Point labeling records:
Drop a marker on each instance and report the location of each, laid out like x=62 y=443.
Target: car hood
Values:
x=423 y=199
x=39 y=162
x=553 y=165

### What the task requires
Rewrite every line of the records above, requests included, with each x and y coordinate in the answers multiplied by 1.7 and rounded to the nearest whole number, halves rounding up. Leave the numbers in the requests and their format samples unchanged.

### The response
Drop a marker on each instance and report the location of each, laid out like x=62 y=443.
Target: car hood
Values:
x=719 y=338
x=66 y=275
x=940 y=281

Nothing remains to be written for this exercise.